What you are asked to do
Reproduce the entries from the beginning through the line containing "177), (31, 127)]", requests included, and shift every coordinate in the answers by adding 3 to each number. Leave the requests and their format samples unchanged.

Information shown
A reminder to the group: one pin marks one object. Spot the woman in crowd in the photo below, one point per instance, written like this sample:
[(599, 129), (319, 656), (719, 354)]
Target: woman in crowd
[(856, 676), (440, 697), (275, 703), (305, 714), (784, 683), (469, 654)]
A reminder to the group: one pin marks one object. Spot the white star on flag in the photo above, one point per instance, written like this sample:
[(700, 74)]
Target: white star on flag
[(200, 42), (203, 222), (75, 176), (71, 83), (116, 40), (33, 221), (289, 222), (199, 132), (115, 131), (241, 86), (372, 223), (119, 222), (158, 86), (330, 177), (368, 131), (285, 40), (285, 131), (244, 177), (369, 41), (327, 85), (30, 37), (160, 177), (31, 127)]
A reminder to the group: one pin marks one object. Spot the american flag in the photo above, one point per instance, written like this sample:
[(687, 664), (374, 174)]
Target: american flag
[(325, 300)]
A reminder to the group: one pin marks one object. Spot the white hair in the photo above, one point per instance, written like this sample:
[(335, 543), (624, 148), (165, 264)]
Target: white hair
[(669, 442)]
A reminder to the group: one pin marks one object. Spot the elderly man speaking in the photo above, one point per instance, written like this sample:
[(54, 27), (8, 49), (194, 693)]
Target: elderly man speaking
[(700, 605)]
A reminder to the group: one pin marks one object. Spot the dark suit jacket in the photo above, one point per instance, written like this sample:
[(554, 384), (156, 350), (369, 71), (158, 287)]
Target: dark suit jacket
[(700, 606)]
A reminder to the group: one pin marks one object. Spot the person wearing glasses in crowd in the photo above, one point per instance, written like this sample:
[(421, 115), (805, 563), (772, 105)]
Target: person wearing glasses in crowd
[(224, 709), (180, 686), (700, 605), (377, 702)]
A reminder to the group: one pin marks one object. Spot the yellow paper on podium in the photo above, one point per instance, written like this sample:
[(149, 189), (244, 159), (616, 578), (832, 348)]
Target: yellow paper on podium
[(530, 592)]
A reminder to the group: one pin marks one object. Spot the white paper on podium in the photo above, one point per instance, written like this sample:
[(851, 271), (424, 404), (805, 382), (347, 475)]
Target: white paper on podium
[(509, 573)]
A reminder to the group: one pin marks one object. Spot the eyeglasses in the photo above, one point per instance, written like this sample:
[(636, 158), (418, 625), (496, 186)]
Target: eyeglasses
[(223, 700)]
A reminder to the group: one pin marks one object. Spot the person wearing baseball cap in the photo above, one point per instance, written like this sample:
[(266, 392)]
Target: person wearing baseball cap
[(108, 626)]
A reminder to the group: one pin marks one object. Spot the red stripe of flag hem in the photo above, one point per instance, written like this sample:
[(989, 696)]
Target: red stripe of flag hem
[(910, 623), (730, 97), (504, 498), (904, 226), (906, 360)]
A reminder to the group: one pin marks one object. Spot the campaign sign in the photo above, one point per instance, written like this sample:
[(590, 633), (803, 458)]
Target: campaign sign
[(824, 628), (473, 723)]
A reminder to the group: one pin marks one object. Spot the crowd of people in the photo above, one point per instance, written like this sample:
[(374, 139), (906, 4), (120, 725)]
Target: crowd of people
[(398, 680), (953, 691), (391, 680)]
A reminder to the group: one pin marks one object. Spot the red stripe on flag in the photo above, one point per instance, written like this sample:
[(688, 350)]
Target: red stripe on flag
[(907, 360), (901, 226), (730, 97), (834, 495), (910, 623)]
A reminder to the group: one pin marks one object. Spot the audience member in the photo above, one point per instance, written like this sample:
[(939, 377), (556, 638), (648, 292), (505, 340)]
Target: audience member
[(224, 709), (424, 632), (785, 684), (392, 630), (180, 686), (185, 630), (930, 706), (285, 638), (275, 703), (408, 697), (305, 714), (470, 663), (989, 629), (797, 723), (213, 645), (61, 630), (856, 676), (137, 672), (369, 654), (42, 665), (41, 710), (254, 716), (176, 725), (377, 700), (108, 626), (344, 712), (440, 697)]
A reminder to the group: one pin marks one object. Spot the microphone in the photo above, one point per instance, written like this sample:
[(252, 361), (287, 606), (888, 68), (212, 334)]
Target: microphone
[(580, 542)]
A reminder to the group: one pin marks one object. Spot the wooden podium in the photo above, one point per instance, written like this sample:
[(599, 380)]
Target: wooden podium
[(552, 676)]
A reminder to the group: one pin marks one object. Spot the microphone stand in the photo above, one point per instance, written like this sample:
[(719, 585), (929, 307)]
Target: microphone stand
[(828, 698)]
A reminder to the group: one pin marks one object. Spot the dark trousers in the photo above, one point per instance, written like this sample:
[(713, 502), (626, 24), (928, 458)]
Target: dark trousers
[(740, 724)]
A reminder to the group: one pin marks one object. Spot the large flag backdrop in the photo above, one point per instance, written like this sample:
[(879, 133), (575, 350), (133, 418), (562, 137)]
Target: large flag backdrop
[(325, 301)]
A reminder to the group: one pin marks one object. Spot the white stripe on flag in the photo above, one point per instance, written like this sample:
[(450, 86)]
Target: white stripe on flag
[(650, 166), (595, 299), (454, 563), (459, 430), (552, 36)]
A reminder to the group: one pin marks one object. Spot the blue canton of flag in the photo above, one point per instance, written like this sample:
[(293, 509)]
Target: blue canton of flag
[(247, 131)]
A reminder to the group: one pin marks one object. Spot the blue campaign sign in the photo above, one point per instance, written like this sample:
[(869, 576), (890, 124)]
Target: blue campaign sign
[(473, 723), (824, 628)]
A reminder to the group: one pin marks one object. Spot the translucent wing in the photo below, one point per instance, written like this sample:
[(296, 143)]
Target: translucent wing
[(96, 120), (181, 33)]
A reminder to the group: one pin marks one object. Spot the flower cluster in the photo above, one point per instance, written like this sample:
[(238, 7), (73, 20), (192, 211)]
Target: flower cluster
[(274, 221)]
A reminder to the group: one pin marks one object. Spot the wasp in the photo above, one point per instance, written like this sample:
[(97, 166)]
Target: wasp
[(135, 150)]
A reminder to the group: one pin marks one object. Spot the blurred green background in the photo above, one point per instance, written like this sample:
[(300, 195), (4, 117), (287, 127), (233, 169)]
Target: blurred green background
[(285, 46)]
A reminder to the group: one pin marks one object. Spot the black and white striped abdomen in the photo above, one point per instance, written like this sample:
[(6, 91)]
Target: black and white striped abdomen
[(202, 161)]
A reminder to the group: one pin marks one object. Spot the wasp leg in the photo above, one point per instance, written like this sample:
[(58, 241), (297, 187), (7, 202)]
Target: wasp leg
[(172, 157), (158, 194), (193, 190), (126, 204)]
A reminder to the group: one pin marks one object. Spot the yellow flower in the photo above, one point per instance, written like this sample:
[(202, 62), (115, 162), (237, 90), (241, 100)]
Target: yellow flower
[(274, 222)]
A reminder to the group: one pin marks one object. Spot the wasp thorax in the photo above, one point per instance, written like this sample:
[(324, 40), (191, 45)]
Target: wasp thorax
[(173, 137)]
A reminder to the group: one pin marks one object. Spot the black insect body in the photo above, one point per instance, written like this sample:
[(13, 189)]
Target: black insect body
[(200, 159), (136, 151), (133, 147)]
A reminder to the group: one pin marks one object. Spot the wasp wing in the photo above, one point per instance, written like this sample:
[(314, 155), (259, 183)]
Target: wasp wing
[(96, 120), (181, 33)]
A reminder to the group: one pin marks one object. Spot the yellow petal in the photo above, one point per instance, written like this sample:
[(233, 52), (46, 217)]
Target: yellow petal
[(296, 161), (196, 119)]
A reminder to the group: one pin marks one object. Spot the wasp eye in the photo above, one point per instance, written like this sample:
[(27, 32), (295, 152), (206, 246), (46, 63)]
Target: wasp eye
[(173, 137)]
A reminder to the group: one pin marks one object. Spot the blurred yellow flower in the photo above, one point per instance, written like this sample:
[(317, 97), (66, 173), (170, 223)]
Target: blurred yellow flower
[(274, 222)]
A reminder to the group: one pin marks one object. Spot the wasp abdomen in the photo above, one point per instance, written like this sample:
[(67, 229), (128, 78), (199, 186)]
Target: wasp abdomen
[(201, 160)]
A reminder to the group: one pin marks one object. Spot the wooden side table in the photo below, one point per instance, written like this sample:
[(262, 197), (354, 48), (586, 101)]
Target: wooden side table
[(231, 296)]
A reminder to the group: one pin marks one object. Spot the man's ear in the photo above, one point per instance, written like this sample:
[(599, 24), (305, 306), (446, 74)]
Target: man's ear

Solution
A reminder to the group: one pin marks one object. Spot the woman in crowd in the photo below, one point per instance, written like this sample:
[(599, 129), (319, 656), (719, 354)]
Target: woman in crowd
[(859, 679), (443, 700), (278, 706), (308, 717), (787, 686), (472, 657)]
A reminder to the group: one pin marks one object. Spot the white star on flag in the photo above, one point per instance, written like this sample:
[(700, 74)]
Target: white star on flag
[(203, 45), (206, 225), (78, 179), (74, 86), (119, 43), (36, 224), (292, 225), (202, 135), (118, 134), (244, 89), (375, 226), (122, 225), (161, 89), (333, 180), (371, 134), (288, 43), (288, 134), (247, 180), (372, 44), (330, 88), (33, 40), (163, 180), (34, 130)]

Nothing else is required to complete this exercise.